■ **Source extract**:
____

2

I have a data frame of a few columns, the last one is called a Filename. This is how it looks like.

    Product Company Filename
       …        …       mg-tvd_bmmh_20170930.csv
       …        …       mg-tvd_bmmh_2016_06_13.csv
       …        …       …

I am trying to write a short script in R which takes dates from a filename and transforms it into a new column which I call a Date. So a new data frame would look like this:

     Product    Company   Date          Filename
       …          …       09/30/2017    mg-tvd_bmmh_20170930.csv
       …          …       16/13/2017    mg-tvd_bmmh_2016_06_13.csv
       …          …        …                …   

This is a relevant piece of my script.

   df <- mutate(df, Date <- grep(pattern = "(\d{4})_?(\d{2})_?
   (\d{1,2})", df$Filename, value = TRUE))
   ddf$Date <- as.Date(Date,format = "%m/%d/%y")

Any advice why I can't get it working?

I am getting these errors:

 Error: '\d' is an unrecognized escape in character string starting ""(\d"
 Error in as.Date(Date, format = "%m/%d/%y") :
   object 'Date' not found
oguz ismail
  • 1
  • 16
  • 47
  • 69
Lina Linutina
  • 363
  • 1
  • 2
  • 17
  • where is it erroring? it looks like your date format line should be ddf$Date <- as.Date(Date,format = "%Y%m%d") – Preston Oct 17 '17 at 12:15
  • > Error: '\d' is an unrecognized escape in character string starting ""(\d" > Error in as.Date(Date, format = "%m/%d/%y") : object 'Date' not found – Lina Linutina Oct 17 '17 at 15:04

3 Answers3

3

You can use this command:

transform(df, Date = as.Date(sub(".*\\D(\\d{4})_?(\\d{2})_?(\\d{1,2}).*",
                                 "\\1\\2\\3", Filename), "%Y%m%d"))
Sven Hohenstein
  • 80,497
  • 17
  • 145
  • 168
1

You are getting the error because instead of:

ddf$Date <- as.Date(Date,format = "%m/%d/%y")

you should have:

df$Date <- as.Date(df$Date,format = "%Y/%m/%d")

or:

df %>%
  mutate(Date = as.Date(df$Date,format = "%Y/%m/%d"))

The incorrect specification of format = "%m/%d/%y" would give you NA values in Date while the incorrect reference of as.Date(Date, ... would throw you the error.

You can also use str_extract from stringr to extract the dates and ymd from lubridate to parse it to Date object:

library(dplyr)
library(stringr)
library(lubridate)

df %>%
  mutate(Date = ymd(str_extract(Filename, "\\d{4}_?\\d{2}_?\\d{2}(?=\\.csv)")))

____

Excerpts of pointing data

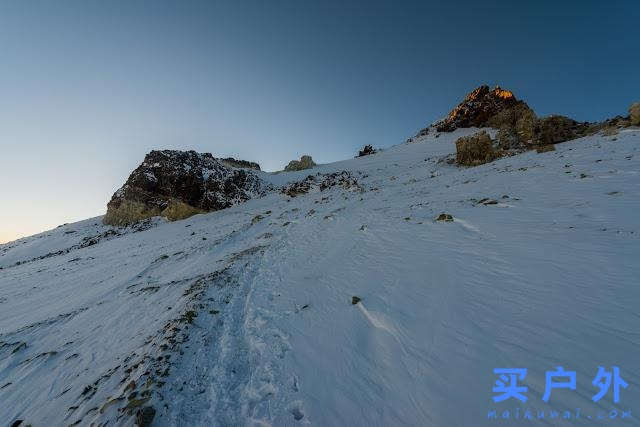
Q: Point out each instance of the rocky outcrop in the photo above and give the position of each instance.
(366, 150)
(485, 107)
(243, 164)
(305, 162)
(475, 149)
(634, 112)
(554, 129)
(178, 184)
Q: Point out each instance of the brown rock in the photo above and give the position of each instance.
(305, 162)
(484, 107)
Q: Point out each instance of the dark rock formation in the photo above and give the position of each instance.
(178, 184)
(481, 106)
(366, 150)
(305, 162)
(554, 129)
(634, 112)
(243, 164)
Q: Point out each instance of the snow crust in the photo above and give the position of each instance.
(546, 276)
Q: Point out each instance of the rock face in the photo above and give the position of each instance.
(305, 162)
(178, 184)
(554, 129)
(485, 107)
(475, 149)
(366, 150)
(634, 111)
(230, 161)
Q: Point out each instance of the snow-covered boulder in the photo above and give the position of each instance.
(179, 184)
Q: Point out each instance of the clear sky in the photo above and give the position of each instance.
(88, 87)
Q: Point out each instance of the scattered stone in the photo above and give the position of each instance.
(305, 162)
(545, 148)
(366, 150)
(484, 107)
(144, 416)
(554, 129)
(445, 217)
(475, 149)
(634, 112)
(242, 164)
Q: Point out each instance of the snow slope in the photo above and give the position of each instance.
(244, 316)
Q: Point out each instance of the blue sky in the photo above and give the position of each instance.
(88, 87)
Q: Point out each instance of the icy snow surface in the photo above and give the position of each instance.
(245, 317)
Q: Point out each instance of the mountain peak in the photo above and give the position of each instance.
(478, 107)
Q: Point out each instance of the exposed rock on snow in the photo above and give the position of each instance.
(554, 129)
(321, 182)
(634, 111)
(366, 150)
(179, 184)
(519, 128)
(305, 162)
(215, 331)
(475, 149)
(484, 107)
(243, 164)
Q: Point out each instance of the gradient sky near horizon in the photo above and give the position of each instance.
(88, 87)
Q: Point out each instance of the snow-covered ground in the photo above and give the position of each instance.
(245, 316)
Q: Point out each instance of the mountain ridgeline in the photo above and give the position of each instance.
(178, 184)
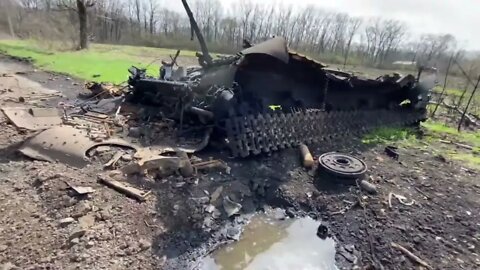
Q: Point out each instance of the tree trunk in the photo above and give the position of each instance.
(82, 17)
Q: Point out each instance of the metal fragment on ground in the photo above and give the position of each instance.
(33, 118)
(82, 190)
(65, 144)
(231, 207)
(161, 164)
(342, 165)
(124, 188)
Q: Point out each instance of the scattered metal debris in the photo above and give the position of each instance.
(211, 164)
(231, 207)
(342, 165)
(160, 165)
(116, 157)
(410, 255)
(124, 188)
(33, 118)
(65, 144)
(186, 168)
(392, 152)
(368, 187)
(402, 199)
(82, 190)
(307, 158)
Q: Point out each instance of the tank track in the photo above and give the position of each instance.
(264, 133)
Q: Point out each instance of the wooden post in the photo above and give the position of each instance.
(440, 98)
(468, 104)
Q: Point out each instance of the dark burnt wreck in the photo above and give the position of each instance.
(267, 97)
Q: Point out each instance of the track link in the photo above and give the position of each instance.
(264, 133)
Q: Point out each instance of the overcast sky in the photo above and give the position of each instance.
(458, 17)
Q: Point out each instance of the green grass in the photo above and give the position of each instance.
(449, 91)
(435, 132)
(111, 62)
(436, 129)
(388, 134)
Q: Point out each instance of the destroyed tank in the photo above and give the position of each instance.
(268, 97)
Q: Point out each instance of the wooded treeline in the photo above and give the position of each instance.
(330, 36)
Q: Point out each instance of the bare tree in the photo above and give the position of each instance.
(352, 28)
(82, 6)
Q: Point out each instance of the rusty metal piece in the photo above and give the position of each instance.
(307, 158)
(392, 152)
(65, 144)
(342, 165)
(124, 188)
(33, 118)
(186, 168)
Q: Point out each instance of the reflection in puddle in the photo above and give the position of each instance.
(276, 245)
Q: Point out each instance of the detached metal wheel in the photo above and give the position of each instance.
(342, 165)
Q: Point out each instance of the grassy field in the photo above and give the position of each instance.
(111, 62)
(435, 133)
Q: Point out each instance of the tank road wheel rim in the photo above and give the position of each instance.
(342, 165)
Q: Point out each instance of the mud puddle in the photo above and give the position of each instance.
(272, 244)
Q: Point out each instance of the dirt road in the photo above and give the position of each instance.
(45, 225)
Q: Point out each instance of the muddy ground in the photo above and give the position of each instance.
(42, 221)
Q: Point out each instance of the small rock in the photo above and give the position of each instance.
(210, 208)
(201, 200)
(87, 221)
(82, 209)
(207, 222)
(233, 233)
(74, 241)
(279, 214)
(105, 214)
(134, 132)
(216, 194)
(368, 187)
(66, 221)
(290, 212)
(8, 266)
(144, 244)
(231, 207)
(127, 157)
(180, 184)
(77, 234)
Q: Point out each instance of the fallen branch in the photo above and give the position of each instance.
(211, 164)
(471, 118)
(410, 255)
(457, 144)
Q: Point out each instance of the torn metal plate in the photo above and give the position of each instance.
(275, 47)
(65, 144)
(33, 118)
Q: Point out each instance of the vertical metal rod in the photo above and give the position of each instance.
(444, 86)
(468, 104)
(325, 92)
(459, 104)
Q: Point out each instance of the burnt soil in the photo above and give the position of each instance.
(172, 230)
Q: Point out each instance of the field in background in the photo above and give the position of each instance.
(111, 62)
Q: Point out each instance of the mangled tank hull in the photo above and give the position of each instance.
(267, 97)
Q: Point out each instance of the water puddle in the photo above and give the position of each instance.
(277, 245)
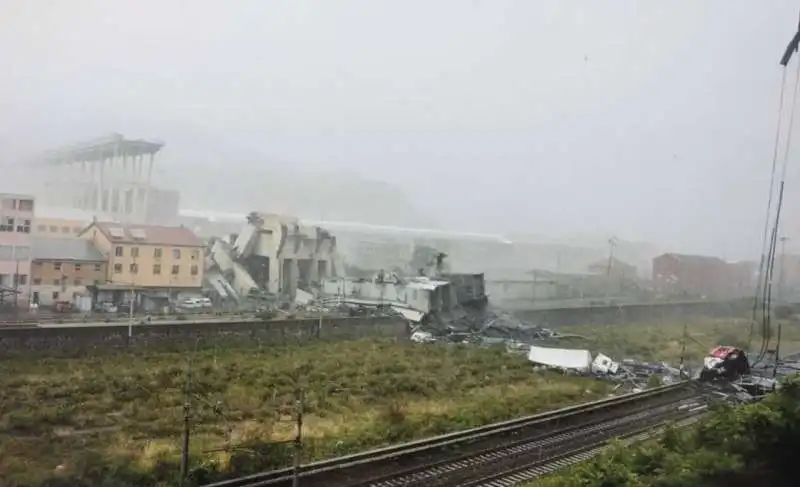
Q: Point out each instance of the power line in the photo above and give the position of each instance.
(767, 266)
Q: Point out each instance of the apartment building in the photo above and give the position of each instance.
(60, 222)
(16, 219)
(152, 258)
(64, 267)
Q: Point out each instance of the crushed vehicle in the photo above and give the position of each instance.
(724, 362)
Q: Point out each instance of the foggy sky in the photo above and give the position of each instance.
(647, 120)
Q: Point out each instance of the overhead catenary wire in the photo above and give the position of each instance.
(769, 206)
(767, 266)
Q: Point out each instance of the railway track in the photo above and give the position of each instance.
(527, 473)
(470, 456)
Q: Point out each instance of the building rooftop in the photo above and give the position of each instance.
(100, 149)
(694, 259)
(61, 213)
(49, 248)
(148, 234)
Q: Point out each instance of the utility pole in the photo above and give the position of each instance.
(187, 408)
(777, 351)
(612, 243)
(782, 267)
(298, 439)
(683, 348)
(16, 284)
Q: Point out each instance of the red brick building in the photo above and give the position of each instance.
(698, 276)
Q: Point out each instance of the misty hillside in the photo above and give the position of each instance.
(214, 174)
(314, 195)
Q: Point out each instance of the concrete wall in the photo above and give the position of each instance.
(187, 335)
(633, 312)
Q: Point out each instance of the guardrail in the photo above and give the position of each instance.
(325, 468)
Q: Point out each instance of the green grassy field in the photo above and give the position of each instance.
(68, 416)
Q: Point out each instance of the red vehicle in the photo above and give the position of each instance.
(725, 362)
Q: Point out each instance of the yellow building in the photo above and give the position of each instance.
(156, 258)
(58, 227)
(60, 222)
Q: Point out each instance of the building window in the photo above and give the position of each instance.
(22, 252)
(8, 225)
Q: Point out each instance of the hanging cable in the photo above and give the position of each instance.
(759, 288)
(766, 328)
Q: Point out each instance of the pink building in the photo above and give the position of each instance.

____

■ **Your goal**: Which R packages are loaded with library() calls in the forum thread? Rely only on the forum thread to complete this.

■ **Correct response**: dplyr, stringr, lubridate